In the passage about junk-store finds, what did Wilde say about bad art?

- **Page extract**
⟨
Ponder with me, then, this junk. We see before us an assortment of strange items. Obviously they were made for commercial purposes but those purposes are lost or differently directed now. Who would buy this stuff today? Old toys and games and “collectibles” give us glimpses of different worlds, ones in which these things were, to at least a subset of the buying public, beautiful or fun or cool—and worth paying money for. Whatever they are now, they were, at one time, loved unironically. Somebody, somewhere, gave some of their money for them. Someone chose between saving for the future, and buying this stuff.



But often the items found at junk stores were not, in fact, made for commercial purposes. Many of them are private works of art. At times these pieces of junk can be quite confusing. Who made them, and why? What purpose was in the mind of whomever painted a picture of cute pink numchucks and tasers and brass knuckles and a knife dripping with blood? What is the story behind the carrom board decorated with hearts and some sort of saying done in the live laugh love font? Who glued a bunch of horns together into a meta-horn, and why did they do it?



Of the two kinds—commercial items and private art—I’m not sure which one I find more fascinating. From an anthropological standpoint, both kinds are valuable inventories of visual culture and both convey deeply significant narratives about life in the modern world.3 And from an aesthetic standpoint, both provide some of the most uncanny imagery to ever inhabit the mind. Wilde said all bad art is sincere. What was the sincere meaning meant to be expressed through this odd quadriptych of sad little girls in circus costumes?
⟩
- **Data supplied**
⟨
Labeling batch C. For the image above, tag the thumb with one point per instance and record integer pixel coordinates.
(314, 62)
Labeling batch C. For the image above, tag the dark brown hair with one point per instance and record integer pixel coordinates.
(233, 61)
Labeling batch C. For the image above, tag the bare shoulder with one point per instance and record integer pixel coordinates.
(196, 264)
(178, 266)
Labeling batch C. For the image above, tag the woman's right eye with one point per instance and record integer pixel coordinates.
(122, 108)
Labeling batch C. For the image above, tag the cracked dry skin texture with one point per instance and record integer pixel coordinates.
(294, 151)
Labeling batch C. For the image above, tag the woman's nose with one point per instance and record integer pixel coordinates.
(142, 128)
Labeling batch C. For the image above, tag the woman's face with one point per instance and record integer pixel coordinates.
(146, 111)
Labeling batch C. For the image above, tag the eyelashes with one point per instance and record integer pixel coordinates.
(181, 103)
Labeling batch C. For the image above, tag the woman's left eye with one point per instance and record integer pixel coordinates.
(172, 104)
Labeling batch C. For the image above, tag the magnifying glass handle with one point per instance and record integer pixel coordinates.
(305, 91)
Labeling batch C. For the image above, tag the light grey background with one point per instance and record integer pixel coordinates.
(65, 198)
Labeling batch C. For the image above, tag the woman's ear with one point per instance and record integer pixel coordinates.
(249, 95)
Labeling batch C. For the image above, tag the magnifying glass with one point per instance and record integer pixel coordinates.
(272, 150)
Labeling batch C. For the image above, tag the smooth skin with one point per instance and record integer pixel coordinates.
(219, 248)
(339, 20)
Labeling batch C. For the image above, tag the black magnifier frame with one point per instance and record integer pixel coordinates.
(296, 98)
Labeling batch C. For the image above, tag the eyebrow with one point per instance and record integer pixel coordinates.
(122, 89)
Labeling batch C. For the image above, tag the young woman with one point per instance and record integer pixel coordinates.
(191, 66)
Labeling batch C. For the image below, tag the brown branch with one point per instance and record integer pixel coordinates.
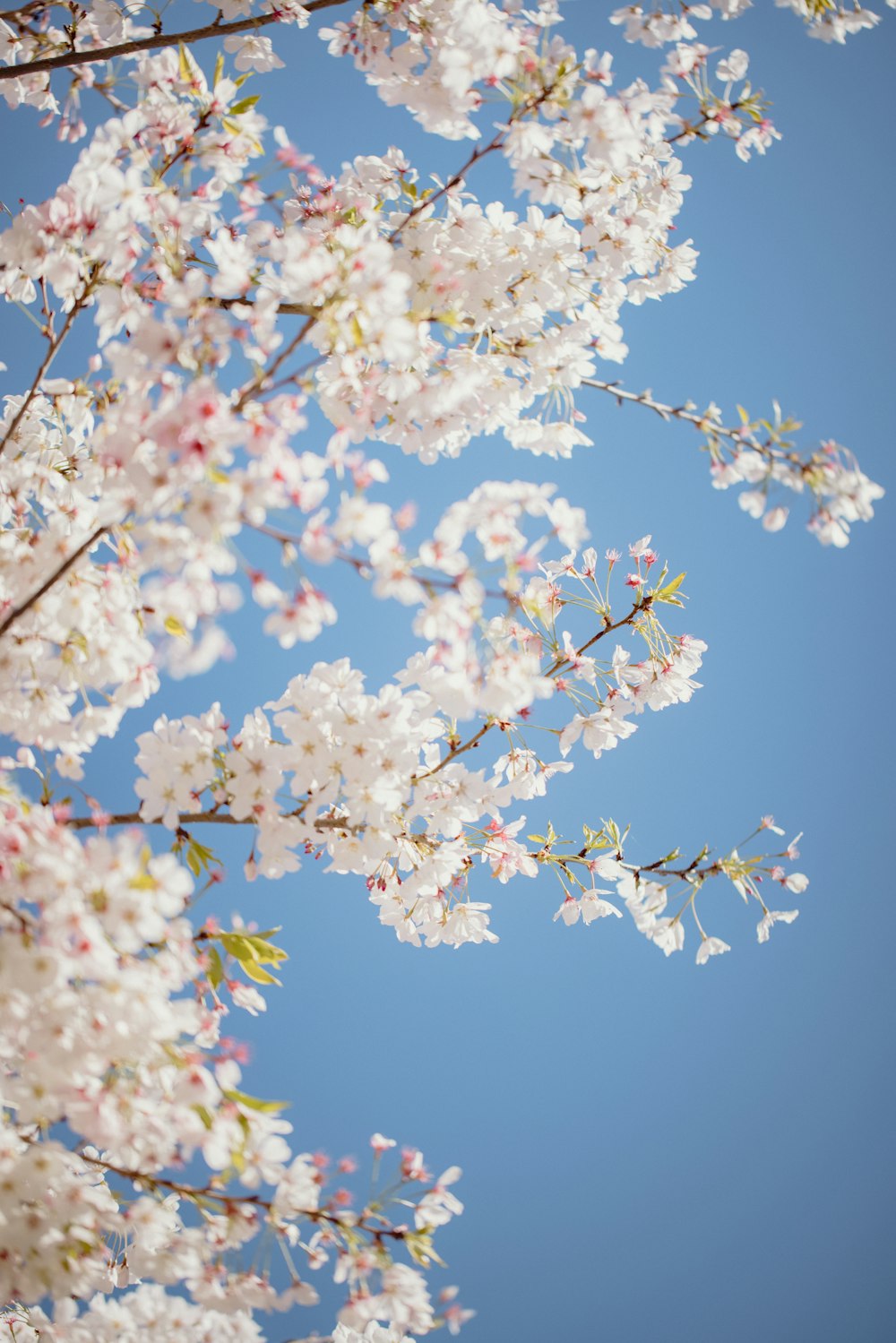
(54, 578)
(191, 818)
(207, 1192)
(702, 422)
(155, 42)
(47, 360)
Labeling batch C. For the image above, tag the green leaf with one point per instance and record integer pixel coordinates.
(258, 974)
(244, 105)
(263, 1106)
(215, 968)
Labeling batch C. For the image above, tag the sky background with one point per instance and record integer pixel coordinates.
(651, 1151)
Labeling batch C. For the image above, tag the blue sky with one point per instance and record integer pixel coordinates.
(651, 1151)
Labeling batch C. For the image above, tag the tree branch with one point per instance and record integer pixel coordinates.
(740, 435)
(54, 578)
(56, 341)
(155, 42)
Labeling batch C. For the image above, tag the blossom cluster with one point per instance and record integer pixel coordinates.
(113, 1006)
(241, 293)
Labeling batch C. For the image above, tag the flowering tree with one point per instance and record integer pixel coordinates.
(228, 312)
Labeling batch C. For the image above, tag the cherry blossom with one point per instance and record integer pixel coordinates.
(260, 336)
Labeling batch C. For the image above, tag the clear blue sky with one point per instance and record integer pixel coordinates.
(651, 1151)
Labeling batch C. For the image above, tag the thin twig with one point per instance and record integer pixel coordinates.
(54, 578)
(47, 360)
(155, 42)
⟩
- **Exercise answer**
Wilde said all bad art is sincere.